WRITTEN EXERCISE ->
Copy out the material below word for word, leaving out the pictures.

GIVEN INFORMATION ->
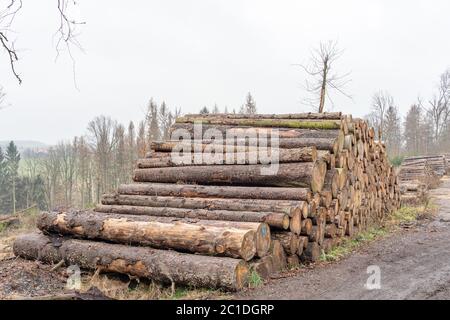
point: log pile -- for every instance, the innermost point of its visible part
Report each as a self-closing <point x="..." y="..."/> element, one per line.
<point x="420" y="170"/>
<point x="210" y="222"/>
<point x="437" y="163"/>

OUTPUT FOR THIS EXERCISE ->
point: log pile -- for every instance, the innermost point of its visible part
Report each as a self-closing <point x="..." y="..."/> element, one per line.
<point x="420" y="170"/>
<point x="210" y="222"/>
<point x="437" y="163"/>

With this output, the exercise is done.